------ AVAILABLE DATA

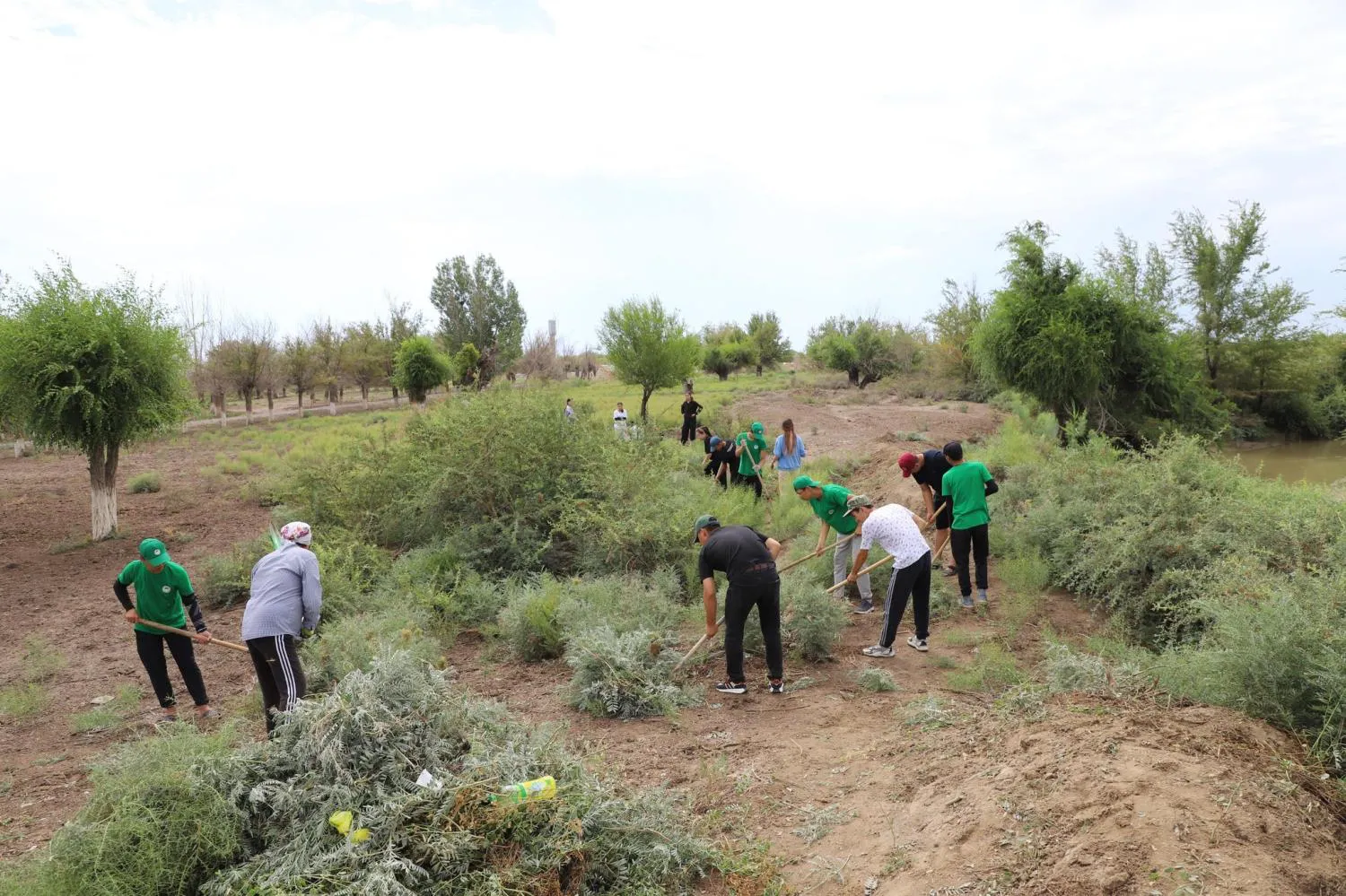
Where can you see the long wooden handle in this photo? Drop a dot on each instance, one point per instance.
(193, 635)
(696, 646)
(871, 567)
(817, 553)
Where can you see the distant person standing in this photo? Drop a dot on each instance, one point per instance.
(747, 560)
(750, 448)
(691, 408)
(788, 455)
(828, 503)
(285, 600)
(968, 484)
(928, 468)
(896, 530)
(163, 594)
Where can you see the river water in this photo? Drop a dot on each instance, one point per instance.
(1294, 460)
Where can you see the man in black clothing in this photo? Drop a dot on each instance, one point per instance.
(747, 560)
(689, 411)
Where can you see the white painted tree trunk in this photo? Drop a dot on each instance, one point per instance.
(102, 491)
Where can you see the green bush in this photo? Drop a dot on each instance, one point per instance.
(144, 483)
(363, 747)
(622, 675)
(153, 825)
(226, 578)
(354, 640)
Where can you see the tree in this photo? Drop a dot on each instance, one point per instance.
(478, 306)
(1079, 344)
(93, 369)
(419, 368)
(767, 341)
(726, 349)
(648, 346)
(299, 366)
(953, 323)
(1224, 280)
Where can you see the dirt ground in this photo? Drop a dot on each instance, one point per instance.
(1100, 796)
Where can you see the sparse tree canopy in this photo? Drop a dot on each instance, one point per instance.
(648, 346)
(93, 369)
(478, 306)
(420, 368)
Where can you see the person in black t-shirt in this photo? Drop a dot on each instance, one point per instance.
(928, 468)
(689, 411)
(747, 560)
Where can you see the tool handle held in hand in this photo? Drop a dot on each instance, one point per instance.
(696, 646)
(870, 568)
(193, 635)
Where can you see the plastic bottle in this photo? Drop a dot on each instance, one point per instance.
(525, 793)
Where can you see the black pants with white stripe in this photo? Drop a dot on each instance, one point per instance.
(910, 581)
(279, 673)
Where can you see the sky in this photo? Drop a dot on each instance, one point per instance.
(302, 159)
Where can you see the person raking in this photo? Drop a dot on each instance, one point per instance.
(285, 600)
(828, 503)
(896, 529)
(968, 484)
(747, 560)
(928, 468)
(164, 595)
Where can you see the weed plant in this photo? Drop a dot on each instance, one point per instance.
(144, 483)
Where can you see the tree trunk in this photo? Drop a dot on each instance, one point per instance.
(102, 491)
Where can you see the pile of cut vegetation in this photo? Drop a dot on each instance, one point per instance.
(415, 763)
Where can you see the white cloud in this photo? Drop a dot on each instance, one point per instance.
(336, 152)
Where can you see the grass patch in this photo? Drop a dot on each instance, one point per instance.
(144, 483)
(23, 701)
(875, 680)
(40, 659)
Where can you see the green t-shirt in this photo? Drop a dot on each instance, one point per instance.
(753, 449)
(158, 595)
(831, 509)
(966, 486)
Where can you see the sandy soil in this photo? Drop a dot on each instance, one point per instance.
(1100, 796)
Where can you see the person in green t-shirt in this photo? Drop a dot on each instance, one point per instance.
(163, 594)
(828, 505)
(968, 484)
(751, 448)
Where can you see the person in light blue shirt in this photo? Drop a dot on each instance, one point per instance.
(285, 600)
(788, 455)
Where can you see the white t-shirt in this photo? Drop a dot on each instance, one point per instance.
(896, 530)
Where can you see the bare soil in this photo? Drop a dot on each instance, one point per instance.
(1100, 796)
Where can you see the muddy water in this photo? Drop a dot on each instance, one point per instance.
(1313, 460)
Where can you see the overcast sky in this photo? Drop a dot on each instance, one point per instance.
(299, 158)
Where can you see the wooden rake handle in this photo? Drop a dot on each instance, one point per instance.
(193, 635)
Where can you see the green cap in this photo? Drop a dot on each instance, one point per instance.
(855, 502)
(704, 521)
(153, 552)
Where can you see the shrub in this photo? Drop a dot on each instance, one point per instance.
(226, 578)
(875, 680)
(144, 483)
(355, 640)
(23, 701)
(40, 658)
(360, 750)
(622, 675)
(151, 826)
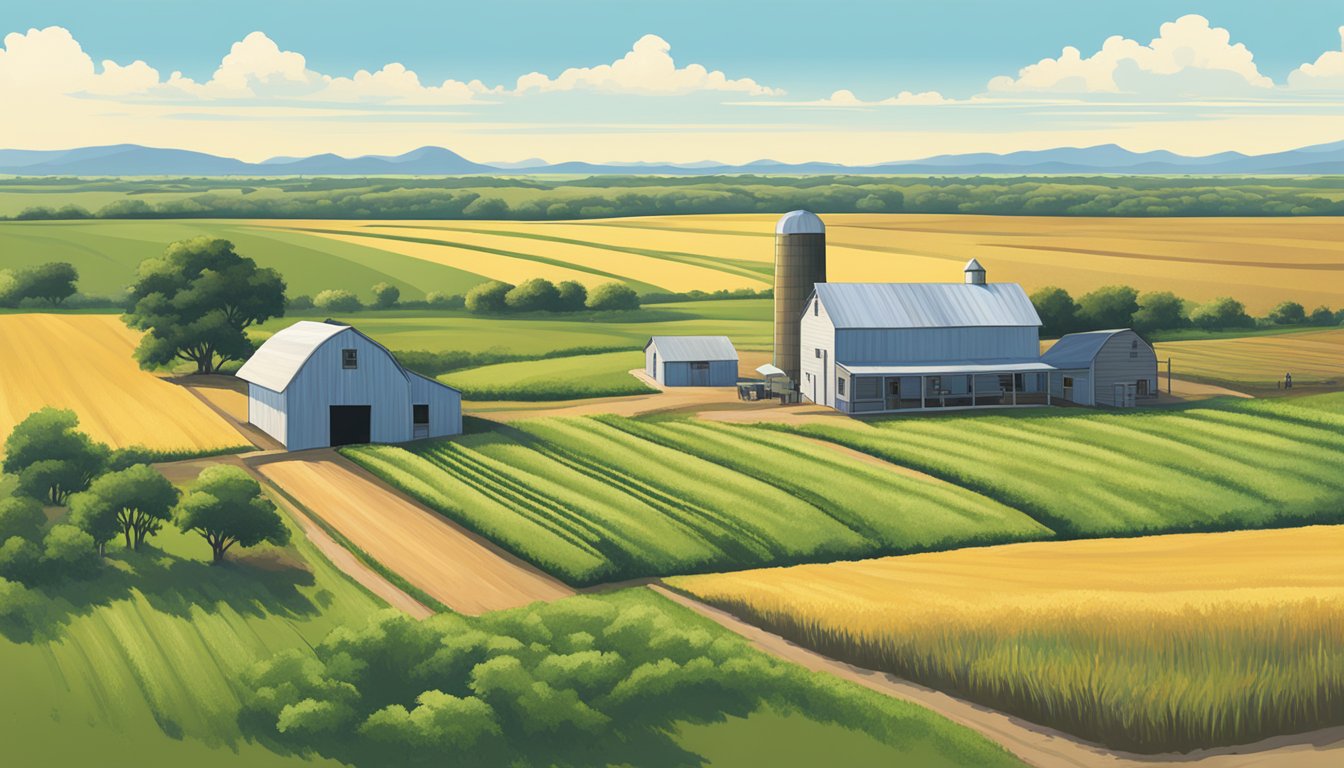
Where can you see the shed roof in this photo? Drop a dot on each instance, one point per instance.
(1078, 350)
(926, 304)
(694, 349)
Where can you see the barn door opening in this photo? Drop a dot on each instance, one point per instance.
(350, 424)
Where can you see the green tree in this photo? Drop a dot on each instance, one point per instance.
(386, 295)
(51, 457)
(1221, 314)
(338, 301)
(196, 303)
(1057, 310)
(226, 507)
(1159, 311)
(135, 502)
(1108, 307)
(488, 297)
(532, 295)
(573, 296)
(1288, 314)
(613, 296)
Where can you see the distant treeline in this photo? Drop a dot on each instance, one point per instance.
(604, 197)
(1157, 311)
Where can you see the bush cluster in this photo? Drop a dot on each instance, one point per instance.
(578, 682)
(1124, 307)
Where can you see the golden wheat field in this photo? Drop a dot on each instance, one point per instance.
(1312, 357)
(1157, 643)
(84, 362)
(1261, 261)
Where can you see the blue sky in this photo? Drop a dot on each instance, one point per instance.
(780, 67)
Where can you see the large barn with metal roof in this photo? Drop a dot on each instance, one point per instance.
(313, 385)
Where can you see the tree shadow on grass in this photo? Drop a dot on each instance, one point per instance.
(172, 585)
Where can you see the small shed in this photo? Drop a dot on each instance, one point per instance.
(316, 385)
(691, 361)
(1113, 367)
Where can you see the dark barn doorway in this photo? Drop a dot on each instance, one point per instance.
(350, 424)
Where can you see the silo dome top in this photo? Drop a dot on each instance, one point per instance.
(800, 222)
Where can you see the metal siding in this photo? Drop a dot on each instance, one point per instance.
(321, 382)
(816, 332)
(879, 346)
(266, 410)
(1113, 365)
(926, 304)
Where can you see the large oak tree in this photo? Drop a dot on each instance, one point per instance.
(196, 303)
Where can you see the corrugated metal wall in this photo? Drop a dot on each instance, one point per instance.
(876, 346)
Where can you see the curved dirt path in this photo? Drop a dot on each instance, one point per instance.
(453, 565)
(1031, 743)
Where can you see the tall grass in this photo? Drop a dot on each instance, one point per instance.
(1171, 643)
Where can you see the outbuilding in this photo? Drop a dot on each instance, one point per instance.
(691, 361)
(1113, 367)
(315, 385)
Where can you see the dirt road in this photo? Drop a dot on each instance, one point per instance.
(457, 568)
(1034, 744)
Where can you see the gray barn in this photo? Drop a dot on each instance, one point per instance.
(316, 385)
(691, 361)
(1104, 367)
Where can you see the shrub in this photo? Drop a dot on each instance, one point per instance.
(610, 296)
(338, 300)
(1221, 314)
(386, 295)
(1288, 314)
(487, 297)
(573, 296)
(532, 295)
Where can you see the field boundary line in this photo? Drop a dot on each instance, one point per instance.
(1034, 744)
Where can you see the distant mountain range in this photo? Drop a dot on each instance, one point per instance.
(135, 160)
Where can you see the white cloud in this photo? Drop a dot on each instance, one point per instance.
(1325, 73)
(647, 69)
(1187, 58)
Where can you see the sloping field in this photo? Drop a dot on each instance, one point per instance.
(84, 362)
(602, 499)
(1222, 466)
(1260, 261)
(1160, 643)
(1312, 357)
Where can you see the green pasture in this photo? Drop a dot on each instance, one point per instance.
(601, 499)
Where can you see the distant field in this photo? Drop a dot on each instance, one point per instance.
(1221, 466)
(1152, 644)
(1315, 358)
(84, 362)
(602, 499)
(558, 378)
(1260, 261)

------------

GOAL :: Recast the lines of the data above as a Markdown table with the columns Number and Text, starting at the line that has "Where can you see the silo" and stopping after the line that has "(1171, 643)". Number each line in order and leave out any blank lines.

RESULT FOR THIS TASK ::
| Number | Text |
|---|---|
| 1 | Where can you see the silo dome top in this photo? Drop a dot on each instance, one point per instance. |
| 2 | (800, 222) |
| 3 | Where can you see the metal siding in this photo? Drop a dot on each instance, one point per instance. |
| 4 | (321, 382) |
| 5 | (816, 332) |
| 6 | (879, 346) |
| 7 | (266, 410) |
| 8 | (1113, 365) |
| 9 | (926, 304) |
| 10 | Where can you see the large oak tree in this photo? Drop a dot on each instance, one point per instance. |
| 11 | (196, 303) |
| 12 | Where can you see the corrugated metal wall in this photo? Drop a dot on each instance, one point per instance. |
| 13 | (876, 346) |
| 14 | Where can you see the curved dirt path in this photo? Drop a dot on each instance, one point per instance. |
| 15 | (453, 565) |
| 16 | (1031, 743) |
| 17 | Where can you see the tall grass in this photo? Drop a dot on each instance, one point per instance. |
| 18 | (1171, 643) |